_Exercise prompt_.
Search the material and gather each line with "grass" in it.

_Data excerpts_.
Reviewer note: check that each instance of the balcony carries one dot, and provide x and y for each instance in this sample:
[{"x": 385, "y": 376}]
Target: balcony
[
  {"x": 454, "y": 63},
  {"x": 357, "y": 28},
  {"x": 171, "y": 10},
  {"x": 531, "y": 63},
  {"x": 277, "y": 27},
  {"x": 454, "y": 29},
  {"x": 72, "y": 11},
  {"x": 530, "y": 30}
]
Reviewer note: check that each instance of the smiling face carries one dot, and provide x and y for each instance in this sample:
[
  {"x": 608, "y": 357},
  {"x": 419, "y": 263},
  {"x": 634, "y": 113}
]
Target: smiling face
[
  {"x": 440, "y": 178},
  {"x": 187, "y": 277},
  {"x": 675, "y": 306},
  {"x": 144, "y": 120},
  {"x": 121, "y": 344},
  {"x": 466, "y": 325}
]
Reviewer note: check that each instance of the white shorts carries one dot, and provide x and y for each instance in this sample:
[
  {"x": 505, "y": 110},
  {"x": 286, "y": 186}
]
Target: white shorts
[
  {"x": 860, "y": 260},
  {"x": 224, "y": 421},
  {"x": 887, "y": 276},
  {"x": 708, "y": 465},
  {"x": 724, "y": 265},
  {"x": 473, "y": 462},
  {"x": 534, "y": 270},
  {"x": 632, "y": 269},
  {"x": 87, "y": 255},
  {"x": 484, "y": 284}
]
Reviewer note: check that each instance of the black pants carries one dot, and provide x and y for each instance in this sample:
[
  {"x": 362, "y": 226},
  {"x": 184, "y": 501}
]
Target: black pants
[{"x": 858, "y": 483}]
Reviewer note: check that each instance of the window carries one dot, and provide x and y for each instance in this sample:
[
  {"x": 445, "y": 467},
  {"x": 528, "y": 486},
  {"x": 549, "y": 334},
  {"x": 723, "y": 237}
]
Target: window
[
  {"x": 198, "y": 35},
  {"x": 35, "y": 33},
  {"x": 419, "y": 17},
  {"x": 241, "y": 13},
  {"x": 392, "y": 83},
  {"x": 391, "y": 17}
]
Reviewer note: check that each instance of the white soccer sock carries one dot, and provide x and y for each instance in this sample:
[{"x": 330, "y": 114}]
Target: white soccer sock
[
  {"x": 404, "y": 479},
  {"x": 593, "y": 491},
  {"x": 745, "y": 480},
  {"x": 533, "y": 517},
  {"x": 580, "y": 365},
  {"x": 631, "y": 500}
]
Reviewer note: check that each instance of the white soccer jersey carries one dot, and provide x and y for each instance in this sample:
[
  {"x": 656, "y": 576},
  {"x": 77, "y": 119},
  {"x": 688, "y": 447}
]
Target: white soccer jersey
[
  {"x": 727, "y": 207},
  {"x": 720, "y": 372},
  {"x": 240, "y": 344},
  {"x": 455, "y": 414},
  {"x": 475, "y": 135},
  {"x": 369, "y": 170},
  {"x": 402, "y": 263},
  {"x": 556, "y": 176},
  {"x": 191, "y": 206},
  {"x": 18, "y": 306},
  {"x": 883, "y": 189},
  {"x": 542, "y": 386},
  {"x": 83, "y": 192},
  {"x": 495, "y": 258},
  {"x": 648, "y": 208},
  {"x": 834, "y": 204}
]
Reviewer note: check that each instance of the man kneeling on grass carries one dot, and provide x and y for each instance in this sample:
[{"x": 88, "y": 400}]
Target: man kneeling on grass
==
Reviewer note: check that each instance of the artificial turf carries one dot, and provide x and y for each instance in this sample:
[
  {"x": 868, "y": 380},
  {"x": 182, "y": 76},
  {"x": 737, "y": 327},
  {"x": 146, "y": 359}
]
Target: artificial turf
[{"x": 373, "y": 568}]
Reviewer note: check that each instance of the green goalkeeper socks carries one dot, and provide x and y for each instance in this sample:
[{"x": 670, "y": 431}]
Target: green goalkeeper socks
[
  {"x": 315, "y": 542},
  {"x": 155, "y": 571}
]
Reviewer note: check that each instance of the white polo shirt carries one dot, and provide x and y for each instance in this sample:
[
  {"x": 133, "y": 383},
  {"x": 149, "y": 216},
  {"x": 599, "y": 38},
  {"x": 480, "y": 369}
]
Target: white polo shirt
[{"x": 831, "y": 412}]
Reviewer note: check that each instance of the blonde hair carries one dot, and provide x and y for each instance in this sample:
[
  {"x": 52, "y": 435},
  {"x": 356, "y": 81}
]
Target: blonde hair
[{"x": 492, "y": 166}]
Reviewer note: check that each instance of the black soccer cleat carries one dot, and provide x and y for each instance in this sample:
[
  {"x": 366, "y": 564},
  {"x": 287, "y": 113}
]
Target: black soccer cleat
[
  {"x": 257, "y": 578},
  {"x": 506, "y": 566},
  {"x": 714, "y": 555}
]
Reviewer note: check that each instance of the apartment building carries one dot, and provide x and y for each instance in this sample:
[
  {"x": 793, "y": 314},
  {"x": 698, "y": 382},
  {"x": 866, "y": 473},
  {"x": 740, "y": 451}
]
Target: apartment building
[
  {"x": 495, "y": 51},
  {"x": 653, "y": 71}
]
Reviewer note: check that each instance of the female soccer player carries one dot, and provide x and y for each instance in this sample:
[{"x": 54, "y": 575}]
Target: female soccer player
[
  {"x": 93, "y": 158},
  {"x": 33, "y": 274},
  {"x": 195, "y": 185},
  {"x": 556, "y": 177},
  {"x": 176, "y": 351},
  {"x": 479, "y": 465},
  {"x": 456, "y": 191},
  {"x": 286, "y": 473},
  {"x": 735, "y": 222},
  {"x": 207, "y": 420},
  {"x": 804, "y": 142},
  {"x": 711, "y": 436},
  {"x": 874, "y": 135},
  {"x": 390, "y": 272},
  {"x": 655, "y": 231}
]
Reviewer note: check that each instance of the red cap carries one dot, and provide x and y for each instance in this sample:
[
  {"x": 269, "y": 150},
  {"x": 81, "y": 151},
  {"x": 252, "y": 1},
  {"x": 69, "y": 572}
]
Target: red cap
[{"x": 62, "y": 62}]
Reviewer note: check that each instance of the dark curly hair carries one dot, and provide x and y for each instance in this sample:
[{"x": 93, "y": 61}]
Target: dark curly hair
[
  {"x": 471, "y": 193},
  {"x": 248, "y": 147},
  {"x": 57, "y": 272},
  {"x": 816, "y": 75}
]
...
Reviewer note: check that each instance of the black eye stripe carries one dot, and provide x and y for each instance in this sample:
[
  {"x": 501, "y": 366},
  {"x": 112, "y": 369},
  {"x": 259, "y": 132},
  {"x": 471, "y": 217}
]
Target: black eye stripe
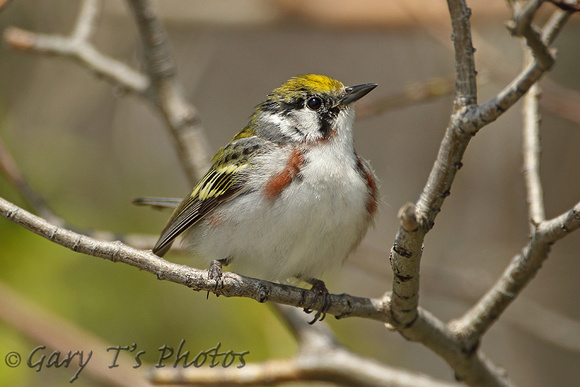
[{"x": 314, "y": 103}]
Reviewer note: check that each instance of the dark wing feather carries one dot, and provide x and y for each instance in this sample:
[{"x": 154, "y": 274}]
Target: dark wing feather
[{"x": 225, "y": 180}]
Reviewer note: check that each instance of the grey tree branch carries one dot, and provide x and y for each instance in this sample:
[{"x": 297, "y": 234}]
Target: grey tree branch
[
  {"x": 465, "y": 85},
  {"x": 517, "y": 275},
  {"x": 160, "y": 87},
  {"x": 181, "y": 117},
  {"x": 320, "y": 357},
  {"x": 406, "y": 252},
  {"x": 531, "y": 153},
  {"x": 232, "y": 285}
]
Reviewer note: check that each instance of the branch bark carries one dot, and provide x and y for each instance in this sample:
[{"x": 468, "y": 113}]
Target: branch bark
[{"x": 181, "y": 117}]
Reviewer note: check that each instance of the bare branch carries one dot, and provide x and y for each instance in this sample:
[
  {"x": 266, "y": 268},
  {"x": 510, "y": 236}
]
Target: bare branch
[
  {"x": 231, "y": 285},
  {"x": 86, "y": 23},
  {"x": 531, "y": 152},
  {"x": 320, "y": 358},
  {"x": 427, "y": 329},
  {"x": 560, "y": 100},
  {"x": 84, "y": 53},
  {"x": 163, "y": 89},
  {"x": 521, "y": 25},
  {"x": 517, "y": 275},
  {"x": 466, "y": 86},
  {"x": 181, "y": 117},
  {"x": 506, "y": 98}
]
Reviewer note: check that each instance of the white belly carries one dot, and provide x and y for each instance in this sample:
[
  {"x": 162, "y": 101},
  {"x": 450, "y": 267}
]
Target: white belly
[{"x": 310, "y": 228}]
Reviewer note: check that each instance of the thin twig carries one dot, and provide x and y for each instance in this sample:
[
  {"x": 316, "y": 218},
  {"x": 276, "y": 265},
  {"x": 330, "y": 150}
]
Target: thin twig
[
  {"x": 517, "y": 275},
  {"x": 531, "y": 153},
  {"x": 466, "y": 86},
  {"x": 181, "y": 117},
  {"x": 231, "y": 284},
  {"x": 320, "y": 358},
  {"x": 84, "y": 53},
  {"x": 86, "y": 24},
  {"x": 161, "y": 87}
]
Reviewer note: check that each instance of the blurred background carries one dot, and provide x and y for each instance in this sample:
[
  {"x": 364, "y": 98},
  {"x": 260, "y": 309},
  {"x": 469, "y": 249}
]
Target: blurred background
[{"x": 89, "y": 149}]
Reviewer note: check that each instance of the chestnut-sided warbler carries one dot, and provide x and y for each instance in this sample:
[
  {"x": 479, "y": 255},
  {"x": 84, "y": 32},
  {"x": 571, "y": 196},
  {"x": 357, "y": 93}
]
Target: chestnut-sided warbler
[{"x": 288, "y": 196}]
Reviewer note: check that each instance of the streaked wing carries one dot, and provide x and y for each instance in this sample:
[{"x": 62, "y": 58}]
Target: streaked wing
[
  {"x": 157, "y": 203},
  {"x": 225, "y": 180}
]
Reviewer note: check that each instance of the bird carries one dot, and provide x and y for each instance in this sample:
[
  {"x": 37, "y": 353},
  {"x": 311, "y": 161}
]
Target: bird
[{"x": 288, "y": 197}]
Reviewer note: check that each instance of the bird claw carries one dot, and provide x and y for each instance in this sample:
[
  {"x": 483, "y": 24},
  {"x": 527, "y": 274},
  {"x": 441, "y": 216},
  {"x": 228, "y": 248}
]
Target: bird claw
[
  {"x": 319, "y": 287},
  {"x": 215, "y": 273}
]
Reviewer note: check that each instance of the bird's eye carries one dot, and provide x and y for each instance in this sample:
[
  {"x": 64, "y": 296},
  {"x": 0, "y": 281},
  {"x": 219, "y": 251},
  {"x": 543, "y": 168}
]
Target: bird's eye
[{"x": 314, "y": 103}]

_Solution for this exercise_.
Reviewer note: check that each instance of the man kneeling on grass carries one dot, and provide x and y for each instance in this sample:
Target: man kneeling on grass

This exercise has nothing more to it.